### [Directions for this task]
Each record should be output exactly, with every character kept.

[Recorded data]
★ ★ ★ ★ ★ ★ ★
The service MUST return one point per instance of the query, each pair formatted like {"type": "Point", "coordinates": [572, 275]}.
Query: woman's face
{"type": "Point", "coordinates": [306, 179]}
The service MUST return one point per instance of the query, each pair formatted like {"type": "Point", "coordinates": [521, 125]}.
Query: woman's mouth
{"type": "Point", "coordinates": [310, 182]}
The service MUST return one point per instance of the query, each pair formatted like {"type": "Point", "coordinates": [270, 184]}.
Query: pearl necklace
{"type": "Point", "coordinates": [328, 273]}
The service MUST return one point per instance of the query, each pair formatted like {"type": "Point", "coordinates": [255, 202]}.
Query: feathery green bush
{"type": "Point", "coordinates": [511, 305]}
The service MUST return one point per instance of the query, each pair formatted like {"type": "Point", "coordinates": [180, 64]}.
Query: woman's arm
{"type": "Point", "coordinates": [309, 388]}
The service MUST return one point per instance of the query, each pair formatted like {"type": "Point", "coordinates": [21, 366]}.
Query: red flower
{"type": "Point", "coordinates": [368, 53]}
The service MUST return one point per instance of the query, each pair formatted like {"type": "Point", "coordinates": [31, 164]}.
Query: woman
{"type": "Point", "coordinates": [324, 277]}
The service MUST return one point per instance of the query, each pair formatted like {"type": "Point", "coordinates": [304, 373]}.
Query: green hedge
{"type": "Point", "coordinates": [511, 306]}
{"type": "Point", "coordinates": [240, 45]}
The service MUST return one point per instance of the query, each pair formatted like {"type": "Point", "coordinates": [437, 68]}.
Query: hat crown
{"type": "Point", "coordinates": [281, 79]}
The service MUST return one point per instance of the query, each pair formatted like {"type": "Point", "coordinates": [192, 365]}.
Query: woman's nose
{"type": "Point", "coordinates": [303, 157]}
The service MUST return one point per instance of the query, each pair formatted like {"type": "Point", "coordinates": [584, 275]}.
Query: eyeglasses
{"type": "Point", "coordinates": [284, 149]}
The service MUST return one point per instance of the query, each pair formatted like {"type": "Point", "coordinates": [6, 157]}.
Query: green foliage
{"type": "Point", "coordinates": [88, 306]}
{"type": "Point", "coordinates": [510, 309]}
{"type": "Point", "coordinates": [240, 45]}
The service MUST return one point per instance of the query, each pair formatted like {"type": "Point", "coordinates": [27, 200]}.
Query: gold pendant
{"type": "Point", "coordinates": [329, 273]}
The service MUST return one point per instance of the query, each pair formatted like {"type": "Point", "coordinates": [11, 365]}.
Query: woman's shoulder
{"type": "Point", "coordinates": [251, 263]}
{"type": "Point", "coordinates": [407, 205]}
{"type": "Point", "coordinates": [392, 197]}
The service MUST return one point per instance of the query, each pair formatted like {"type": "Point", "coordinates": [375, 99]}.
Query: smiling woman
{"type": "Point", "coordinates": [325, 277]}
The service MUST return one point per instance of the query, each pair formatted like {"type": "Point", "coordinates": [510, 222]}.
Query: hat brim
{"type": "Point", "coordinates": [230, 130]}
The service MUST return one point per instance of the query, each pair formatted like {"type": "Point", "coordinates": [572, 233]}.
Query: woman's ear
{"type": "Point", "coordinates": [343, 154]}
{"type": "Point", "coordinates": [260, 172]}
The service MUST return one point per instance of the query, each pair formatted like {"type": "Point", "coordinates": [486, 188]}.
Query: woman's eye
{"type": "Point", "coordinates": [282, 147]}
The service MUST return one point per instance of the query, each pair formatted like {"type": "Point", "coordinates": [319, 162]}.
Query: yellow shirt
★ ★ ★ ★ ★ ★ ★
### [Answer box]
The service MUST return one point per instance of the query, each pair formatted like {"type": "Point", "coordinates": [572, 275]}.
Query: woman's face
{"type": "Point", "coordinates": [306, 179]}
The service MUST return one point per instance of the query, each pair formatted like {"type": "Point", "coordinates": [521, 125]}.
Query: woman's mouth
{"type": "Point", "coordinates": [310, 182]}
The service MUST return one point per instance of the query, each pair formatted like {"type": "Point", "coordinates": [270, 184]}.
Query: pearl necklace
{"type": "Point", "coordinates": [328, 273]}
The service MUST return one point per instance of the query, each pair formatted like {"type": "Point", "coordinates": [255, 202]}.
Query: feathery green bush
{"type": "Point", "coordinates": [511, 305]}
The service MUST return one point per instance of the query, each pair formatted like {"type": "Point", "coordinates": [180, 64]}.
Query: woman's arm
{"type": "Point", "coordinates": [309, 388]}
The service MUST return one point per instance of the query, each pair formatted like {"type": "Point", "coordinates": [21, 366]}.
Query: red flower
{"type": "Point", "coordinates": [368, 53]}
The service MUST return one point per instance of the query, each pair formatted like {"type": "Point", "coordinates": [31, 164]}.
Query: woman
{"type": "Point", "coordinates": [324, 277]}
The service MUST return one point per instance of the query, each pair formatted like {"type": "Point", "coordinates": [304, 373]}.
Query: green hedge
{"type": "Point", "coordinates": [511, 306]}
{"type": "Point", "coordinates": [240, 45]}
The service MUST return one point per instance of the query, each pair formatted like {"type": "Point", "coordinates": [437, 68]}.
Query: hat crown
{"type": "Point", "coordinates": [281, 79]}
The service MUST return one point per instance of the query, each pair formatted like {"type": "Point", "coordinates": [192, 365]}.
Query: woman's nose
{"type": "Point", "coordinates": [303, 157]}
The service MUST return one point per instance of the query, each pair formatted like {"type": "Point", "coordinates": [584, 275]}.
Query: eyeglasses
{"type": "Point", "coordinates": [284, 149]}
The service MUST return one point per instance of the query, each pair formatted like {"type": "Point", "coordinates": [6, 157]}.
Query: green foliage
{"type": "Point", "coordinates": [88, 306]}
{"type": "Point", "coordinates": [510, 309]}
{"type": "Point", "coordinates": [240, 45]}
The service MUST return one point per instance of the query, each pair formatted like {"type": "Point", "coordinates": [27, 200]}.
Query: gold pendant
{"type": "Point", "coordinates": [329, 273]}
The service MUST return one point per instance of the query, each pair formatted like {"type": "Point", "coordinates": [11, 365]}.
Query: woman's shoulder
{"type": "Point", "coordinates": [251, 263]}
{"type": "Point", "coordinates": [407, 205]}
{"type": "Point", "coordinates": [392, 197]}
The service MUST return one point per instance of the query, each pair formatted like {"type": "Point", "coordinates": [375, 99]}.
Query: smiling woman
{"type": "Point", "coordinates": [325, 277]}
The service MUST return one point per instance of the query, each pair formatted like {"type": "Point", "coordinates": [510, 222]}.
Query: hat brim
{"type": "Point", "coordinates": [230, 130]}
The service MUST return one point per instance of the query, each pair formatted like {"type": "Point", "coordinates": [572, 233]}.
Query: woman's ear
{"type": "Point", "coordinates": [343, 154]}
{"type": "Point", "coordinates": [260, 172]}
The service MUST return one point per instance of the query, each pair formatted like {"type": "Point", "coordinates": [486, 188]}.
Query: woman's eye
{"type": "Point", "coordinates": [282, 147]}
The service MUST return one point per instance of the query, each pair formatted like {"type": "Point", "coordinates": [319, 162]}.
Query: yellow shirt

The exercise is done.